### Challenge
Change each "pixel coordinate pair" in the material to "pixel position" and write out all the lines again with nothing else altered. Leave the pictures out of your answer.

Point-based annotation data

-------

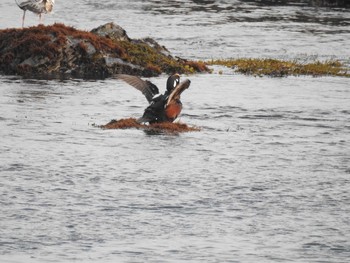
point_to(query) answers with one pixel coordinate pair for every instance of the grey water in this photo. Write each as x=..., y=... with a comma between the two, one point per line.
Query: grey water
x=266, y=179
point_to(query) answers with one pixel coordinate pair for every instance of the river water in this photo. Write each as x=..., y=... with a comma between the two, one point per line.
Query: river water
x=266, y=179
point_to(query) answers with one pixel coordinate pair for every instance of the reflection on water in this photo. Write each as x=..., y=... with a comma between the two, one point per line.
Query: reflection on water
x=265, y=180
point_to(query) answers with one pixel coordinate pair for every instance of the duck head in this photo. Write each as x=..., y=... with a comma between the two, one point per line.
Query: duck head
x=172, y=82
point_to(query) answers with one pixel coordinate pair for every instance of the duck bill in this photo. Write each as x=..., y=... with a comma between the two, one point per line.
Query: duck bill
x=176, y=93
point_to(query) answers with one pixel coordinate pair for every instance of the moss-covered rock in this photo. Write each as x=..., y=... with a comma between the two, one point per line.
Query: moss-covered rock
x=61, y=51
x=280, y=68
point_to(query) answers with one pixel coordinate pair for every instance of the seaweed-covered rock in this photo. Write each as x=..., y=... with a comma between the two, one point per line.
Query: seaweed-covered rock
x=61, y=51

-------

### The response
point_to(query) answers with one pixel position for every instance of the grey water in this photo. Write each as x=..., y=... with a comma between the two, one point per line.
Query: grey water
x=266, y=179
point_to(query) answers with one pixel position for every instance of the river water in this photo. Write each as x=..., y=... with a comma between the two, one point per line.
Query: river water
x=266, y=179
point_to(query) answers with one pixel position for every instance of the reflection on water in this photo. Write each as x=..., y=... with a comma between the two, one point per line.
Query: reflection on water
x=265, y=180
point_to(query) answers with one pixel position for every instance of the duck head in this photo. Write each as x=..., y=... with a comma between the two, one point per line.
Query: duck head
x=172, y=82
point_to(query) answers with one pixel position for every instance of the duck bill in this photo. Write each as x=..., y=... with a comma between the two, one point per line.
Query: duck bill
x=176, y=93
point_to(query) answers with one pixel position for every instance of the moss-covered rock in this photo. Write each as x=..., y=... with a comma between the two, one point per line.
Query: moss-covered rock
x=61, y=51
x=280, y=68
point_to(query) answers with one pixel position for every instance of the seaweed-covered rock in this photo. Write each as x=..., y=... with a comma between the two, one point per line.
Query: seaweed-covered rock
x=61, y=51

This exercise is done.